Copy out everything from the row containing "Where can the window glass" down to the end of the rows, requests included. Multiply every coordinate in the answers by 0.8 and round each result to a whole number, halves up.

[Stored items from a collection]

• • •

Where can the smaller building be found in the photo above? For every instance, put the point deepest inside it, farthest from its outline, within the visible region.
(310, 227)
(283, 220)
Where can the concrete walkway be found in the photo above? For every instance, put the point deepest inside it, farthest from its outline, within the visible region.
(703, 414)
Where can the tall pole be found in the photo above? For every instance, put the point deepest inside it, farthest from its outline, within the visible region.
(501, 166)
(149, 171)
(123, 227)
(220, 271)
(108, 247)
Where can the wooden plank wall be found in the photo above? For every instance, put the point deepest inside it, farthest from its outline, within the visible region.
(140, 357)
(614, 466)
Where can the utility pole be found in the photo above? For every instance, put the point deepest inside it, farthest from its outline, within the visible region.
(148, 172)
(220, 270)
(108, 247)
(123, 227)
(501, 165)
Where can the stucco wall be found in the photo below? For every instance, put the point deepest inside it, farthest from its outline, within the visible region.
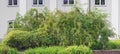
(30, 5)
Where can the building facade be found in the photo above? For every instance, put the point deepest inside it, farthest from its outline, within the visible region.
(9, 8)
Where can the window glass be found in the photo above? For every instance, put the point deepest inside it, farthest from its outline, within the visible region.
(97, 2)
(71, 1)
(102, 2)
(15, 2)
(40, 1)
(35, 2)
(9, 2)
(65, 1)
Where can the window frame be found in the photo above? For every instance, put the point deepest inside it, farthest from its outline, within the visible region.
(37, 3)
(13, 3)
(100, 3)
(68, 2)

• • •

* RESPONSE
Where can the window glass be found in the photo above? For every instance, put the point deepest inside it, farthest from its outline, within the visible region.
(78, 2)
(57, 1)
(82, 2)
(12, 2)
(32, 1)
(28, 2)
(7, 2)
(52, 1)
Where can the window frame be found in the photo above? For every instance, put the point deepest inside it, farthest from its outline, within the visible region.
(30, 2)
(10, 2)
(80, 2)
(54, 2)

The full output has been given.